▶ Extracted information

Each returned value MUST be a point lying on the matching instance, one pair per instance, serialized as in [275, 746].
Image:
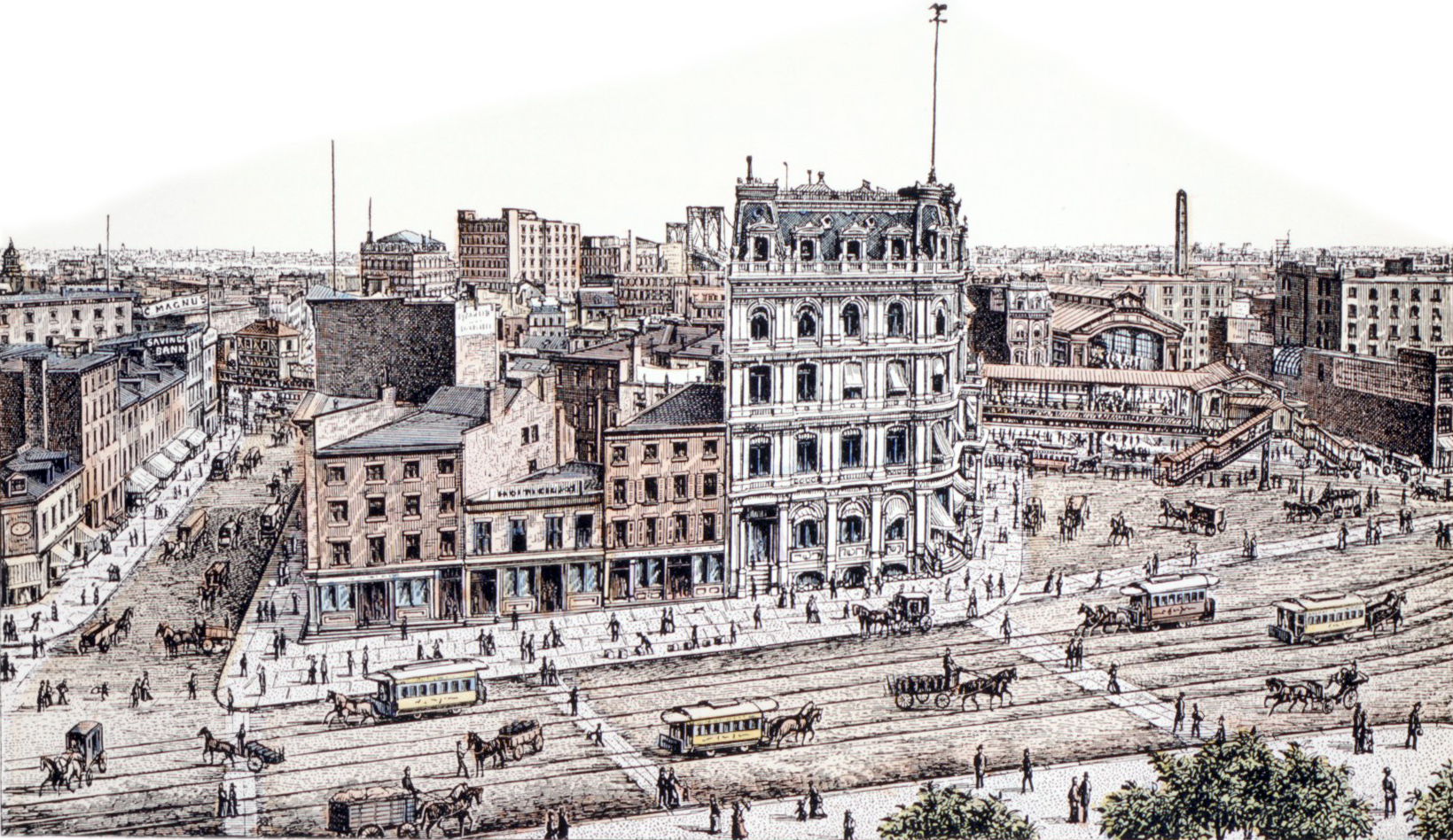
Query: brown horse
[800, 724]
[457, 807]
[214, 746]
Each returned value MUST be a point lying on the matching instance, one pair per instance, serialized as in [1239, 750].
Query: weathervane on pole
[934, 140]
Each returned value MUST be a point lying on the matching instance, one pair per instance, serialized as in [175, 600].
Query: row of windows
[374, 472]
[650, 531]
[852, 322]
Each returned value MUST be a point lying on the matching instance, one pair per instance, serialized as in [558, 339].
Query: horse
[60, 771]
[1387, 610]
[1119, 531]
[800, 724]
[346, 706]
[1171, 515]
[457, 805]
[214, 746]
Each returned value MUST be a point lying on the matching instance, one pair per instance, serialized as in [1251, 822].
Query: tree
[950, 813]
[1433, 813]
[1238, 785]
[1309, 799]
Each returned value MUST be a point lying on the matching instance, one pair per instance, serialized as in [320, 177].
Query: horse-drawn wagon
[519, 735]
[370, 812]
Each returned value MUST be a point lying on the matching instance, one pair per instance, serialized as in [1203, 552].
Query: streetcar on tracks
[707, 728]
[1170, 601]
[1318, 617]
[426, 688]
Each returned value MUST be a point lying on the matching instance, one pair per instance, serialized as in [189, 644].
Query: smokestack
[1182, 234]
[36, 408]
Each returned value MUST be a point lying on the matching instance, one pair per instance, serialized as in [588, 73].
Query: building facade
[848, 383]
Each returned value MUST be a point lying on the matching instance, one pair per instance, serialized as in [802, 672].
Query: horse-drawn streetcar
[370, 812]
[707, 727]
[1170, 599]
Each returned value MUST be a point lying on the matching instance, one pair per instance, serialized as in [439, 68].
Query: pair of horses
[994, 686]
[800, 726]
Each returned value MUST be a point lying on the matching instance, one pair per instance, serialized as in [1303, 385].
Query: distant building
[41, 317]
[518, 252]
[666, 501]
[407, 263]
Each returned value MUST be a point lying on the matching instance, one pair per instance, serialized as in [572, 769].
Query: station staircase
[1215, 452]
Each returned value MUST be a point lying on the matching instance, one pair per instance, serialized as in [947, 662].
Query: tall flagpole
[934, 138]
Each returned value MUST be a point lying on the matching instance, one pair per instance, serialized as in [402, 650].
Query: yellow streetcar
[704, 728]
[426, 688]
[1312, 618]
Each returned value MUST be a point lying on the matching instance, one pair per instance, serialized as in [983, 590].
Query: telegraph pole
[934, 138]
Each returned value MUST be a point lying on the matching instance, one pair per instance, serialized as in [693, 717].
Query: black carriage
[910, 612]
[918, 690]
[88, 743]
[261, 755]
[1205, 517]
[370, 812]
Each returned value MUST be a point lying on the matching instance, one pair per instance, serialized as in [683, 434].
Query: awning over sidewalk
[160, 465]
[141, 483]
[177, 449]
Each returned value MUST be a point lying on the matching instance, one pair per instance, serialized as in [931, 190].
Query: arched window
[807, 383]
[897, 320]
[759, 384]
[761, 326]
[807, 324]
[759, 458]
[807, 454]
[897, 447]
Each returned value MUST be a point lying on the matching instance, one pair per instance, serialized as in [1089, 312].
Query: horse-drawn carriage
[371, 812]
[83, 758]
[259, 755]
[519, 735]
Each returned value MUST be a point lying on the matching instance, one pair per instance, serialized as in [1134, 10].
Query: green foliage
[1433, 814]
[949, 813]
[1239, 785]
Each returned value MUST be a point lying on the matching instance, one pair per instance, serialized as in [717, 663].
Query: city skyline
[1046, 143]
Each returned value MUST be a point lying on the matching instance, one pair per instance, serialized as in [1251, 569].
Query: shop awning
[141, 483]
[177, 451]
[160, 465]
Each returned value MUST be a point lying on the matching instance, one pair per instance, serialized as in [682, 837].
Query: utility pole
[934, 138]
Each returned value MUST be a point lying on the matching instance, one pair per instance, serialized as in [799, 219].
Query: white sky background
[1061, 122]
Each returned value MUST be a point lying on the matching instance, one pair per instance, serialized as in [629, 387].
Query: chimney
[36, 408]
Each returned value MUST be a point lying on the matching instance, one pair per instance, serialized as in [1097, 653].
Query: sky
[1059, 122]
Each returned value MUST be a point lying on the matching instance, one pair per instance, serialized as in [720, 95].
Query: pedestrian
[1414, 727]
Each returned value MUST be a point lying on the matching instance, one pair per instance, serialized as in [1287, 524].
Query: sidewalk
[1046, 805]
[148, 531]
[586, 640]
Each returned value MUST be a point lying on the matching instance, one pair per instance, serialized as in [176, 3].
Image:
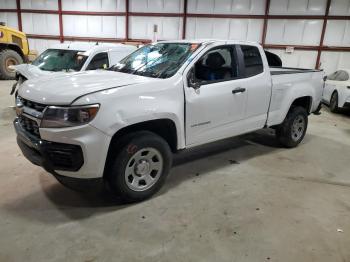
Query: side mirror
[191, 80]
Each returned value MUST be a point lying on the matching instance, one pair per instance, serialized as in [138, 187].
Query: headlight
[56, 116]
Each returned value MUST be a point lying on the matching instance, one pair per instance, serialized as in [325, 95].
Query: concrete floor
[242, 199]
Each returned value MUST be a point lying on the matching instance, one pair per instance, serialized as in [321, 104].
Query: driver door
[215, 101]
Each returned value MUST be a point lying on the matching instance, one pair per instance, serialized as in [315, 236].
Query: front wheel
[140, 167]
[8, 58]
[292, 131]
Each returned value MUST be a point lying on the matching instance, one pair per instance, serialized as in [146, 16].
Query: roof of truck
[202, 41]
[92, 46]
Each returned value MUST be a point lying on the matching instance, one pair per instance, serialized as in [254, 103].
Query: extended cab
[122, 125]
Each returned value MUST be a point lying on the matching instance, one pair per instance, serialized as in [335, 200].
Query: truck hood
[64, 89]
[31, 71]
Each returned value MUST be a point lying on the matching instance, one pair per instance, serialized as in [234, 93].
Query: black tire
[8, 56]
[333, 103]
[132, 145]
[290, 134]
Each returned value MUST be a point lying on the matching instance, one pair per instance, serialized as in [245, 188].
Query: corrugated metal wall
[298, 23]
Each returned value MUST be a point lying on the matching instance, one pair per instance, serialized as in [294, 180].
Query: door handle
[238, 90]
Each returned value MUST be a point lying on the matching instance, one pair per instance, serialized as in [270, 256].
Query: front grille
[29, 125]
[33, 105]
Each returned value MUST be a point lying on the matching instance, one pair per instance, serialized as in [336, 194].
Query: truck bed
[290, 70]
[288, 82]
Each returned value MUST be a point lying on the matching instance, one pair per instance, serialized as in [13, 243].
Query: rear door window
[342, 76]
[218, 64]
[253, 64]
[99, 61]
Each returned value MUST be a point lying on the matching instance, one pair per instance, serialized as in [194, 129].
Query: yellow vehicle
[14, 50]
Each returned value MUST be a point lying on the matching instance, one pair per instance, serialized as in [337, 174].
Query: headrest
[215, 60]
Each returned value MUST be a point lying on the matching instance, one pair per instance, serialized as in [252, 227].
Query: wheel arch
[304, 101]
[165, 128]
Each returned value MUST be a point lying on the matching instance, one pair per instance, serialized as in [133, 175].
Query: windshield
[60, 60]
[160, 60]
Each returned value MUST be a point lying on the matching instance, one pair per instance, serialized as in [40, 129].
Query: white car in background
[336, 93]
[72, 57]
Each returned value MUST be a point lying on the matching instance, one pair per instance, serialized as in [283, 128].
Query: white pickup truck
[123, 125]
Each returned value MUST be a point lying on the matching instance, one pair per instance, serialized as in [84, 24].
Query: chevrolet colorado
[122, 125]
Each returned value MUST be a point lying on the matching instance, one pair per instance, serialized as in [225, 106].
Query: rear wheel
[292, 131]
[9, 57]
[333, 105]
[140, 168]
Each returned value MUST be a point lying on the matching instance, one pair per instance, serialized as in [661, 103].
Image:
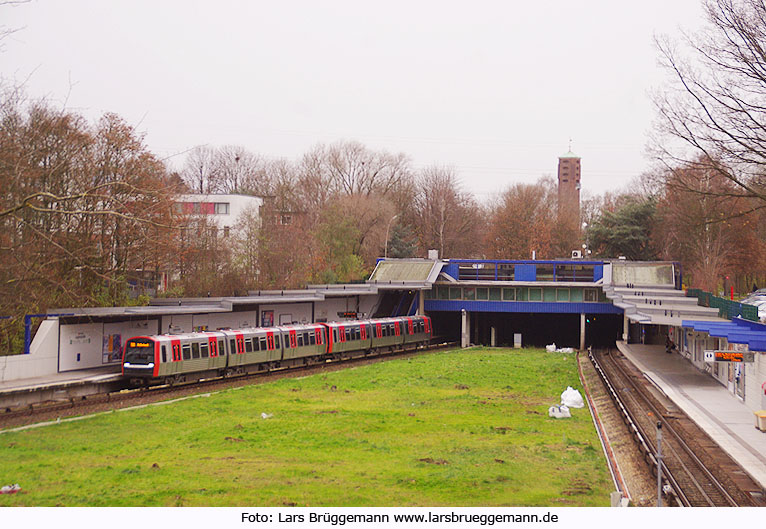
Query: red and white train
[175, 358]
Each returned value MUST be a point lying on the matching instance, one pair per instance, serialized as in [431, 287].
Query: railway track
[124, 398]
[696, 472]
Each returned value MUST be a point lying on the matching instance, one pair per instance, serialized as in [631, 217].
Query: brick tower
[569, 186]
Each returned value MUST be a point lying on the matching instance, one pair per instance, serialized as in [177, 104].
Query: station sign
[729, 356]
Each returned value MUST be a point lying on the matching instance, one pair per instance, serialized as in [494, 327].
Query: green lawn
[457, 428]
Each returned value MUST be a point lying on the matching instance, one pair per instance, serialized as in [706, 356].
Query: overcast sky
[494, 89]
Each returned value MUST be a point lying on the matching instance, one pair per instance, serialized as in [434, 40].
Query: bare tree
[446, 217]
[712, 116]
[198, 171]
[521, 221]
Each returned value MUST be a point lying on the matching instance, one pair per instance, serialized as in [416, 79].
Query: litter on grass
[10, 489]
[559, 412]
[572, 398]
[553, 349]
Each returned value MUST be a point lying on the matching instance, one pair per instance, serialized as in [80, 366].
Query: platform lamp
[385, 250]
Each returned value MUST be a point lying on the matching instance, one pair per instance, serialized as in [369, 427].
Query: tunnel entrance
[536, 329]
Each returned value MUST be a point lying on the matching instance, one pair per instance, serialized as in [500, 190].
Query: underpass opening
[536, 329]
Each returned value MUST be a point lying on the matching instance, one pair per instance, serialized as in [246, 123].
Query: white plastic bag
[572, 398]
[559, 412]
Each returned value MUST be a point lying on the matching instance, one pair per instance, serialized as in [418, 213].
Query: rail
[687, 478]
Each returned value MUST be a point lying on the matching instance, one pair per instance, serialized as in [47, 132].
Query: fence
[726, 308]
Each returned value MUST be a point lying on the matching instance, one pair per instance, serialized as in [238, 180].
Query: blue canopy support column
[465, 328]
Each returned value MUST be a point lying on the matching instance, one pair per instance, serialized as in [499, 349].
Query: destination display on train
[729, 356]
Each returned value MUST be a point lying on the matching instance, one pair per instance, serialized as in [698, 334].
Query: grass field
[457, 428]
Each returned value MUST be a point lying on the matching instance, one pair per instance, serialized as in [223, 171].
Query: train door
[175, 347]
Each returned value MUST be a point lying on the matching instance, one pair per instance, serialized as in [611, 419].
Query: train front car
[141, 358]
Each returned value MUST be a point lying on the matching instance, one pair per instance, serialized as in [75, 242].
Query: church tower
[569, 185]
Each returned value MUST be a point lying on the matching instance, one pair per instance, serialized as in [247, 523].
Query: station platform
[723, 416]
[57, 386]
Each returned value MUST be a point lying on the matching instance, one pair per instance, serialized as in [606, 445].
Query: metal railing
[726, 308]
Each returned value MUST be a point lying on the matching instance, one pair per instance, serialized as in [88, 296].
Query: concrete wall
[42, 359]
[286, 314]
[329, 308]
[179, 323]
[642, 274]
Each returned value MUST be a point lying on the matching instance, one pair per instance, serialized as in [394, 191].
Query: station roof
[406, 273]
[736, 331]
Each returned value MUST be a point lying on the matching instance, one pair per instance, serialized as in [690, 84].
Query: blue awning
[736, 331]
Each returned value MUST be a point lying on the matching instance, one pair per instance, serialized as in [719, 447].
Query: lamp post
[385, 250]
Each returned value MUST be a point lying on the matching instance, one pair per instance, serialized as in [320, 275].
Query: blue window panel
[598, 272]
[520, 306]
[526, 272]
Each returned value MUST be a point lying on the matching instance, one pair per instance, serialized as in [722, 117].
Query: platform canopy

▶ Stated task
Rewrite the lines from the first one through the one that has "[1309, 799]", swapping "weathervane" for "wind vane" and keeping everything else the same. Leave the pictures out.

▶ Problem solution
Each returned value MUST be a point lying on the matching instance, one pair per instance, serialized as in [275, 746].
Image:
Query: brown horse
[800, 724]
[457, 807]
[214, 746]
Each returned value MUST be a point lying on the matching instance, one pair per instance, serialized as in [1239, 750].
Query: wind vane on pole
[934, 140]
Each returned value MUST be a point lying on the matching instance, one pair per instance, serialized as in [175, 600].
Query: row of windows
[374, 472]
[650, 531]
[852, 322]
Each returned value MUST be a point lying on the matching instance, one pair per instance, serialized as in [558, 339].
Query: horse
[60, 771]
[1387, 610]
[1119, 531]
[800, 724]
[346, 706]
[1171, 515]
[457, 805]
[214, 746]
Each returned value MUST be a point lying on the matching instance, one pair per instance, serialized as in [1251, 822].
Query: tree
[950, 813]
[1433, 813]
[1238, 785]
[1309, 799]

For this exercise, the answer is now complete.